#### BRANO CITATO:
┏━━

La cosiddetta "moltitudine" è la nuova trovata INTERCLASSISTA (Negri, Casarini, Rifonda, CGIL, ecc.) per nascondere e negare la lotta di classe.
Re:La Classe che non c'é
Re:La Classe che non c'é
Non c'è discussione sul fatto che esiste la classe operaia e più in generale il proletariato. E' la trasformazione che ha subito che pone degli interrogativi, non sulla sua esistenza, ma sulle possibilità future di avere un peso. Il fatto che non ci siano più le fabbriche con migliaia di operai concentrati non è un cambiamento senza effetti sulle modalità e sulle possibilità di sviluppare lotte. Un conto è attivarsi nelle lotte in un contesto come la fabbrica fordista, un conto è farlo in piccole unità produttive magari con contratti a termine. Non parliamo poi del terziario.
Il punto è come si può ricomporre questa frammentazione della classe. Si dice nel territorio, si ma come? Si cita l'Argentina, ma quello è un altro mondo difficilmente comparabile con i livelli di consume raggiunti nei paesi dominanti. Poi sarebbe interessante indagare sul livello di sottomissione ideologica al mondo del capitale che la classe ha toccato, sulla potenza mediatica che consente al capitale di riprodurre la sua ideologia, 24 ore al giorno in tutte le case.
Eppoi quanti decenni sono passati senza che la classe battesse un colpo rivoluzionario? La faccenda è complicata, per chi rifiuta il sistema del capitale non è una fase felice, ma forse oggi più di ieri sarebbe necessario un nuovo "Che fare?", ma prima però bisogna capire.

┗━━

#### DATI FORNITI:
┏━━

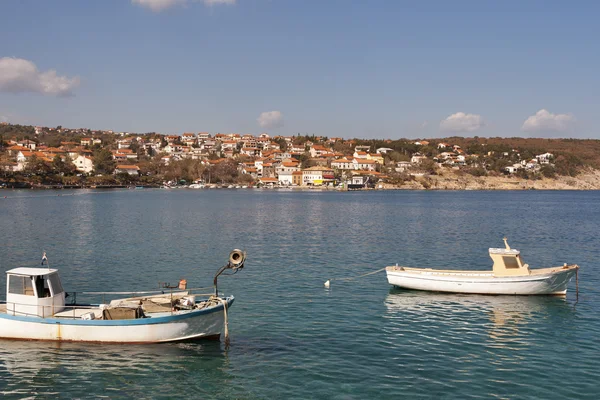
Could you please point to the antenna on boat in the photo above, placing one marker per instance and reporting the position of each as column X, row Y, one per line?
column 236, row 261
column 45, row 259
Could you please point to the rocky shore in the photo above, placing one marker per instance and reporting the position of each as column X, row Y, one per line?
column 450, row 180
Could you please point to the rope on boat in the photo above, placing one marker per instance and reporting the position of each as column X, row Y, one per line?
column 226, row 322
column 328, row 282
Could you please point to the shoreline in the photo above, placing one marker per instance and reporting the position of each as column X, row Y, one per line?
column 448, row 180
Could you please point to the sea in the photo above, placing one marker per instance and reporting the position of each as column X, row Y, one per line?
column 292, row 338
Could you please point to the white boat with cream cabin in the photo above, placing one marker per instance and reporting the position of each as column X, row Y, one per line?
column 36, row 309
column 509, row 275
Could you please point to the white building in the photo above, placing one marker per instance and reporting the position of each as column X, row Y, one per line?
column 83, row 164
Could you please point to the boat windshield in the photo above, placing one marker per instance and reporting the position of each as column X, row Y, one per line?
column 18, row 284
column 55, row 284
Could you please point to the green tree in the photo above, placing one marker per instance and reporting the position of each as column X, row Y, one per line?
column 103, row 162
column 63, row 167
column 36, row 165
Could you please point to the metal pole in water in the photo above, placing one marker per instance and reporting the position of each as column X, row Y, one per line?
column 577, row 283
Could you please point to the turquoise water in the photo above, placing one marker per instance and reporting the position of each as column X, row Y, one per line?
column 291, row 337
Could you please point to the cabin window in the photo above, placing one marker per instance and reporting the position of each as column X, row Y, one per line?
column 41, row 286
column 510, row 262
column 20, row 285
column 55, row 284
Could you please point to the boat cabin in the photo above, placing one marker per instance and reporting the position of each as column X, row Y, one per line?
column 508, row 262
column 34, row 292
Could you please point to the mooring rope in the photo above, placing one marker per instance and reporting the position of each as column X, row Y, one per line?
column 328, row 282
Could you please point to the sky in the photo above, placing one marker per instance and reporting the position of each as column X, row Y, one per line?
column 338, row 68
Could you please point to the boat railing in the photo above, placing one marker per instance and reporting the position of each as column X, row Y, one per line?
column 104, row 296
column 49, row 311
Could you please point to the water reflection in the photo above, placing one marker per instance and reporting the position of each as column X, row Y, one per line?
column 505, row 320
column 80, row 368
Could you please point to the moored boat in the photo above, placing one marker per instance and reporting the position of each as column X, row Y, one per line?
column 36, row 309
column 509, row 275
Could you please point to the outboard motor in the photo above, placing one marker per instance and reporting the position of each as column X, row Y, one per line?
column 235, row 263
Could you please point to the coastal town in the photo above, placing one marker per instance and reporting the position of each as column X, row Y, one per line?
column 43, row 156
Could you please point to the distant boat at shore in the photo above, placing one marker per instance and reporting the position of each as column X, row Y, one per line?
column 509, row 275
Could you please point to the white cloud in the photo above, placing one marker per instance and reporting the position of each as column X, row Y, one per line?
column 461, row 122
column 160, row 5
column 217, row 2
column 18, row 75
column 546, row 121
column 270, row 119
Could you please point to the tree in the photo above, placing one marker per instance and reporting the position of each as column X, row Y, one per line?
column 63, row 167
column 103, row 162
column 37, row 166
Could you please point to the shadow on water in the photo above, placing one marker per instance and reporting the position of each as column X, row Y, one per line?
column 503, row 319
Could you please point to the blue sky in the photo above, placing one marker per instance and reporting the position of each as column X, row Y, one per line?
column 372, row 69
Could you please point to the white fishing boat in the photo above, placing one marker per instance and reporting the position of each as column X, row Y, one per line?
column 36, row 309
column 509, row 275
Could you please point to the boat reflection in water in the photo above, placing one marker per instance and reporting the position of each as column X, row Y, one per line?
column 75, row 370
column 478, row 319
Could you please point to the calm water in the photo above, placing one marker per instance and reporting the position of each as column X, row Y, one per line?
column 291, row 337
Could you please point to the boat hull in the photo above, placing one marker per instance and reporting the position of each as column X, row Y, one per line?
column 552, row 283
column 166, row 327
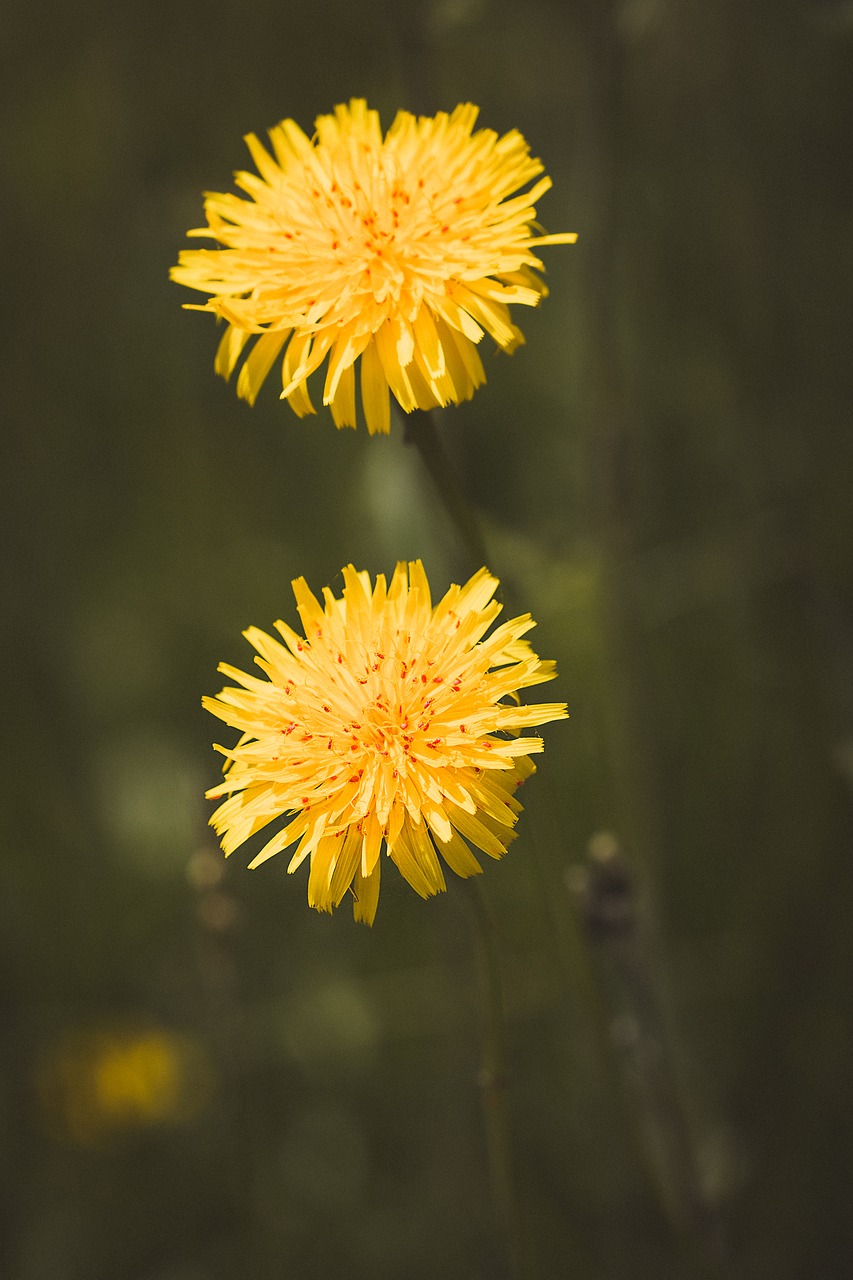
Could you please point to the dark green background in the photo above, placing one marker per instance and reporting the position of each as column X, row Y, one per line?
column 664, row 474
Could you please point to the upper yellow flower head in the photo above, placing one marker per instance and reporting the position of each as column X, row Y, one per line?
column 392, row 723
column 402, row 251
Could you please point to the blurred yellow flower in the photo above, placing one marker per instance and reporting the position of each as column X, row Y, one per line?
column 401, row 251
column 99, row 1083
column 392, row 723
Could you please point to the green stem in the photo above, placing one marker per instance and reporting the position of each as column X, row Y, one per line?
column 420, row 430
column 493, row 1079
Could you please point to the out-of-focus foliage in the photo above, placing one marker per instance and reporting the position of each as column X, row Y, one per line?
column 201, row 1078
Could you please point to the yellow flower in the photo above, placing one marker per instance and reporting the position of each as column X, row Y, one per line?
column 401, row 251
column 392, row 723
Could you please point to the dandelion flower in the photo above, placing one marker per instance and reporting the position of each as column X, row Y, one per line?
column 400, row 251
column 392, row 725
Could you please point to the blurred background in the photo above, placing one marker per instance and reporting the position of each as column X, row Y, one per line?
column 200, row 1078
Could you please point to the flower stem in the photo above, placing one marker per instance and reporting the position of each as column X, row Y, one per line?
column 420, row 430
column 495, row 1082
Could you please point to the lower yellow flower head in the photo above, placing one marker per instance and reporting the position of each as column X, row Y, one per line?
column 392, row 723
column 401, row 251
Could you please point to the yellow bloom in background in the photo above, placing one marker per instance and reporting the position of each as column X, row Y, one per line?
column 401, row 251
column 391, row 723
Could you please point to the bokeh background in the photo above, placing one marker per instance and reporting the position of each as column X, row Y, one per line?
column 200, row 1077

┗━━
┏━━

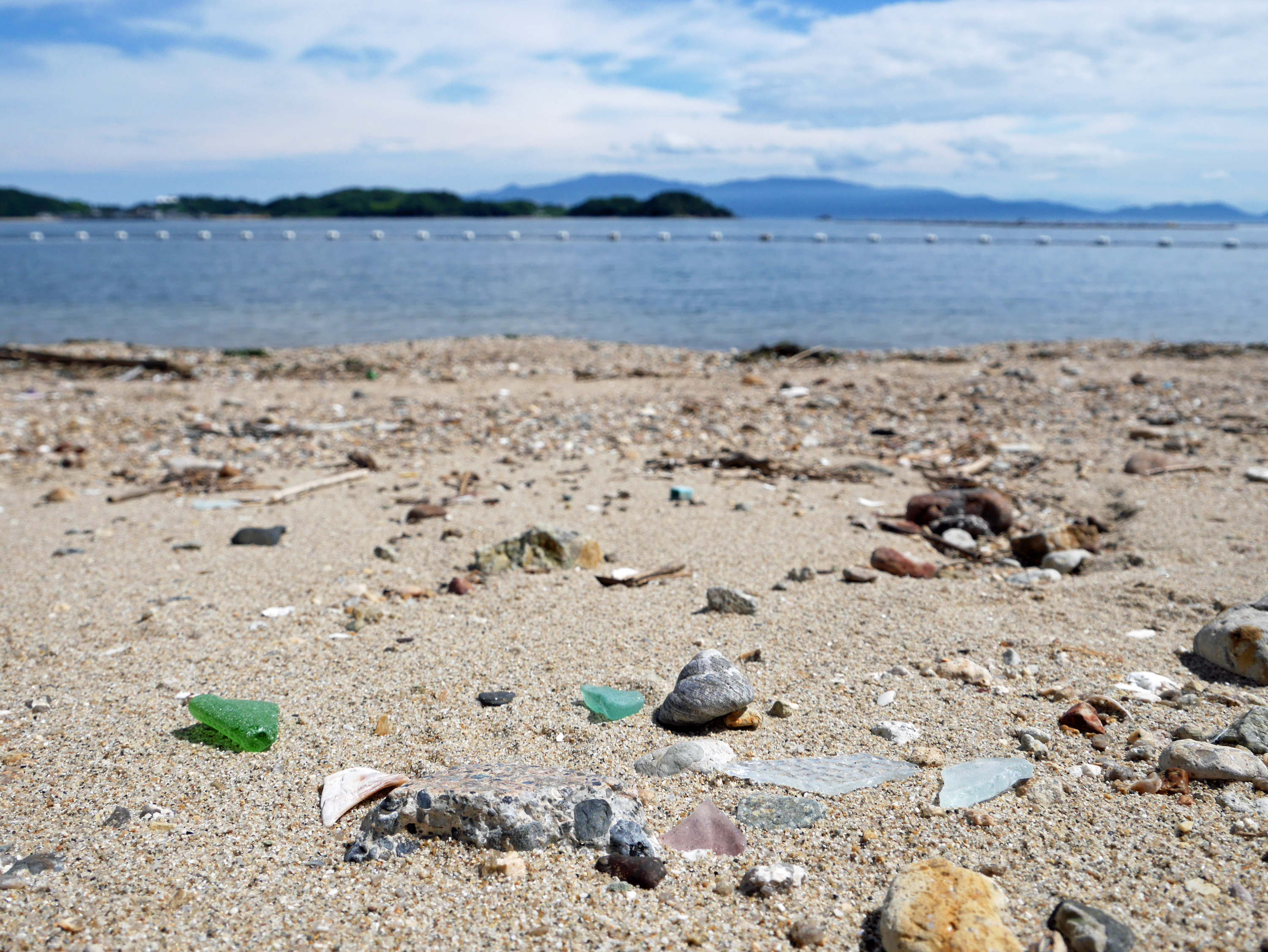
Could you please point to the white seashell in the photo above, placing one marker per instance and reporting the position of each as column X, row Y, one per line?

┗━━

#### PROBLEMA ASSEGNATO 1:
Risponda alle seguenti domande basandosi sul brano citato.
(a) Quale trovata viene definita interclassista?
(b) Quale paese viene citato e come viene giudicato?
(c) Per quante ore al giorno il capitale riesce a riprodurre la sua ideologia?
#### PROBLEMA ASSEGNATO 2:
Stabilisca se ciascuna affermazione concorda con il brano citato, motivando con le parole decisive del testo.
(a) Il brano mette in dubbio l'esistenza della classe operaia.
(b) Secondo il brano, la scomparsa delle grandi fabbriche non incide sulle lotte.
(c) Il brano sostiene che, prima di un nuovo "Che fare?", occorre capire.
#### PROBLEMA ASSEGNATO 3:
Prosegua il testo sulla frammentazione della classe operaia, riprendendo dopo la sua ultima frase.

#### RISPOSTA ALL'ESERCIZIO 1:
(a) La cosiddetta "moltitudine".
(b) L'Argentina, giudicata "un altro mondo difficilmente comparabile con i livelli di consume raggiunti nei paesi dominanti".
(c) 24 ore al giorno, in tutte le case.

#### RISPOSTA ALL'ESERCIZIO 2:
(a) No: "Non c'è discussione sul fatto che esiste la classe operaia e più in generale il proletariato."
(b) No: "non è un cambiamento senza effetti sulle modalità e sulle possibilità di sviluppare lotte".
(c) Sì: "ma prima però bisogna capire".

#### RISPOSTA ALL'ESERCIZIO 3:
La classe che c'è
La classe che c'è
In nessuna epoca si è avuta una espansione così vasta della condizione proletaria; in essa sono ricaduti gran parte dei ceti che erano interposti tra proletariato e borghesia. Si è costituita una immensa massa proletarizzata; è pur vero che essa non si riconosce in quanto moderno proletariato ed è pur vero che sindacati e sinistra borghese lavorano attivamente per coadiuvare il capitale a tenerla in uno stato di atomizzazione. Pensare di riunificare la classe, di aiutarla ad acquisire coscienza di sé presuppone però un elemento di chiarezza che attualmente manca e cioè il fatto che la condizione proletaria del moderno proletariato si definisce in relazione al capitale finanziario. Il suo sfruttamento, in primis, passa attraverso lo Stato, tramite il debito pubblico in quanto è lo Stato che preleva il plusvalore complessivo per conto del capitale finanziario, e ciò avviene in tutti i paesi del mondo in quanto il capitale finanziario è, per sua costituzione, internazionale. Se "il proletariato si costituisce in opposizione al capitale" (Marx) allora è in opposizione al capitale finanziario che esso oggi può costituirsi. Più che di malfondato pessimismo c'è bisogno di ottimismo e questo può essere innescato se si considerano le immense potenzialità del moderno proletariato. La classe c'è, eccome. Bisogna aiutarla a riconoscersi.
Submitted by duccio on Sab,
Submitted by duccio on Sab, 2010-03-20 11:19.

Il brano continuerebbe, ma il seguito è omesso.